[Data items]
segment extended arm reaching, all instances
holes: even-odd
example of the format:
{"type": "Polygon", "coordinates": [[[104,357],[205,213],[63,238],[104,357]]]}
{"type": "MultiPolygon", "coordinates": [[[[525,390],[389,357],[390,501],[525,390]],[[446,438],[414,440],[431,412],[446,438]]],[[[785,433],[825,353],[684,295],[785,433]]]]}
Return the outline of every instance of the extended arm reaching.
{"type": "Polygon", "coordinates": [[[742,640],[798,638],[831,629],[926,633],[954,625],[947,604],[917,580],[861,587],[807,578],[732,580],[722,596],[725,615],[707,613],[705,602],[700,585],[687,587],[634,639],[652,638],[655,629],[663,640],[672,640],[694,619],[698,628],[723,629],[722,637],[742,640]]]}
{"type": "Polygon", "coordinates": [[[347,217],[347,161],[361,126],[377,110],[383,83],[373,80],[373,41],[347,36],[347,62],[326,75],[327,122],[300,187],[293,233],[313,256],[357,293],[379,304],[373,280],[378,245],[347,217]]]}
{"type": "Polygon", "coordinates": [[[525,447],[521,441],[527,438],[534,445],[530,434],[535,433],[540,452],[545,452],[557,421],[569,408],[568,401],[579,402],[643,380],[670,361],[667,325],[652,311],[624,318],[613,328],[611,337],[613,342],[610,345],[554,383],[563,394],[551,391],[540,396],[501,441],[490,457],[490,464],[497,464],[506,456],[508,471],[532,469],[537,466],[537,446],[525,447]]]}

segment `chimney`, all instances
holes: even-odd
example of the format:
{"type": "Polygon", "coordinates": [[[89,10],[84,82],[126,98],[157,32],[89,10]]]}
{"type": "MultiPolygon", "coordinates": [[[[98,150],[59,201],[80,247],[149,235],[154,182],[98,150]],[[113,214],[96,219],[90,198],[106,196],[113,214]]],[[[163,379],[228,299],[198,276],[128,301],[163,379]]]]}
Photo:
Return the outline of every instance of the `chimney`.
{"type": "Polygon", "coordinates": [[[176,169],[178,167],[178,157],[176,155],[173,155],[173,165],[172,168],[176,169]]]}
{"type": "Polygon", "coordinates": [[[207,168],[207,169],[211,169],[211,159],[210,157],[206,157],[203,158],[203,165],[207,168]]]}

[Work request]
Give back each record above exactly as written.

[Response]
segment extended arm reaching, all instances
holes: even-odd
example of the format:
{"type": "Polygon", "coordinates": [[[104,357],[205,213],[63,238],[104,357]]]}
{"type": "MultiPolygon", "coordinates": [[[[525,390],[389,357],[390,501],[525,390]],[[446,438],[414,440],[431,412],[446,438]]],[[[785,433],[825,353],[684,295],[785,433]]]]}
Return the outline of every instance of the extended arm reaching.
{"type": "Polygon", "coordinates": [[[742,640],[798,638],[831,629],[926,633],[954,625],[947,604],[917,580],[861,587],[807,578],[732,580],[722,596],[725,615],[707,613],[705,602],[700,585],[687,587],[634,639],[652,638],[655,629],[663,640],[672,640],[694,619],[698,628],[723,629],[722,637],[742,640]]]}
{"type": "Polygon", "coordinates": [[[347,217],[347,161],[361,126],[377,110],[383,83],[373,80],[373,41],[347,36],[347,62],[326,75],[327,122],[300,187],[293,233],[313,256],[357,293],[379,304],[373,280],[378,245],[347,217]]]}
{"type": "Polygon", "coordinates": [[[525,447],[521,441],[527,438],[534,445],[530,434],[535,433],[540,452],[545,452],[557,421],[569,408],[568,401],[579,402],[643,380],[670,361],[667,325],[652,311],[624,318],[613,328],[611,337],[613,342],[610,345],[554,383],[563,394],[551,391],[540,396],[501,441],[490,457],[490,464],[497,464],[506,456],[508,471],[532,469],[537,466],[537,446],[525,447]]]}

segment `chimney`, all instances
holes: even-odd
example of the format:
{"type": "Polygon", "coordinates": [[[89,10],[84,82],[126,98],[157,32],[89,10]]]}
{"type": "MultiPolygon", "coordinates": [[[[98,150],[59,201],[80,247],[149,235],[154,182],[98,150]],[[113,214],[96,219],[90,198],[106,196],[113,214]]],[[[163,379],[228,299],[198,276],[128,301],[163,379]]]]}
Photo:
Return the outline of every instance of the `chimney`.
{"type": "Polygon", "coordinates": [[[176,169],[178,167],[178,157],[176,155],[173,155],[173,165],[172,168],[176,169]]]}
{"type": "Polygon", "coordinates": [[[207,168],[207,169],[211,169],[211,159],[210,157],[206,157],[203,158],[203,165],[207,168]]]}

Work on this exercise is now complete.